Required actions
[a] In the article on the 1975 New York Telephone Company fire, what was the address of the switching center that burned?
[b] Continue the article about the 1975 New York Telephone Company fire, starting after its final sentence.

Retired firefighter Danny Noonan, 71, will never know how many of the nearly 700 FDNY members who responded to a blaze at the New York Telephone Company in Manhattan with him 45 years ago Thursday were struck with cancer in the aftermath — because most of them are dead.
“There was a huge amount of cancer,” Noonan, who suffers from leukemia, told The Post.
“Young healthy men all of a sudden were developing all of these crazy cancers. We started sounding the alarm to the city and the department’s hierarchy. There was no response to our alarm that all these firefighters are getting cancer.”
The fire broke out after midnight on Feb. 27, 1975, at the New York Telephone Company switching center at 204 Second Avenue and 13th Street. The building housed much of the borough’s telephone lines.
Noonan, who regularly gets chemotherapy at Sloan Kettering, says the blaze is burned into his memory.
“The fire was three floors underground,” Noonan recalled.
“In order to get there you had to go through a maze of hallways. The fire alarms were going off and it’s a similar sound to a submarine’s dive alarm. As we got deeper, we had to go down a steel staircase. The polyethylene they coat the telephone cables with was melting and adhering to our boots. It got to the point of zero visibility. A lot of firefighters’ air supply ran out and we had to buddy breath with them.”
There were no fatalities in the fire itself but as the years went on more and more of the members who were there were diagnosed with cancer, Noonan said. He got his diagnosis in 2001 with no family history of the disease.
There are no official figures for how many of the firefighters were diagnosed with cancer, an FDNY spokesman said. It wasn’t until the Sept. 11 terrorist attacks that it was widely acknowledged that burning substances could create toxic air that leads to future health issues for emergency workers.
United Firefighters Association President Gerard Fitzgerald said the Telephone Company fire is a story told to new firefighters at the academy that highlights “the need to wear your respirator.”

Material provided
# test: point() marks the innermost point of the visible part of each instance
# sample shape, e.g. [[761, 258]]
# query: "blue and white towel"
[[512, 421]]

Answers by item
[a] 204 Second Avenue and 13th Street

[b]
“There’s was no line of duty death that day but as a result of the fire there was a large loss of life,” he said. “Our mantra is to never forget and these guys are part of history.”
Noonan, who was assigned to Ladder 3 and only 25 at the time, said he and only a handful of members who were there are still alive today.
“The frustration level is enormous,” Noonan said. “It was just my second year in the department. I don’t know how many guys reached 55 who were at that fire. The department has never done an epidemiology study.”
Of the 699 firefighters at the fire, Noonan believes hundreds “died as young healthy men with no recognition whatsoever.”
Noonan recalled that the department stamped the folders of the firefighters who were there with a red star and people referred to that as the “red star of death.”
After retirement, Noonan moved to Southern California and it was there that he was diagnosed at UCLA. He now lives on the Upper East Side.
“They told me to a degree of medical certainty that my leukemia was the result of toxic exposure at the New York telephone fire,” he said.
“We’ve been fighting for some form of recognition for all 699 of us,” he said. “We wanted a memorial or simply a street renaming on 2nd Avenue and 13th Street. We have been consistently denied through the decades.”